## Begin Material shown

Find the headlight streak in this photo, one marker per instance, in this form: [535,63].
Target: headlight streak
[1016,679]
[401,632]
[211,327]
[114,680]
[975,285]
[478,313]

## End Material shown

= Requirements =
Reproduce the material above without altering a single character.

= Expected answer =
Find the headlight streak in this photo, one marker per instance, in this form: [535,63].
Target: headlight streak
[1016,679]
[401,632]
[211,327]
[114,680]
[975,285]
[478,313]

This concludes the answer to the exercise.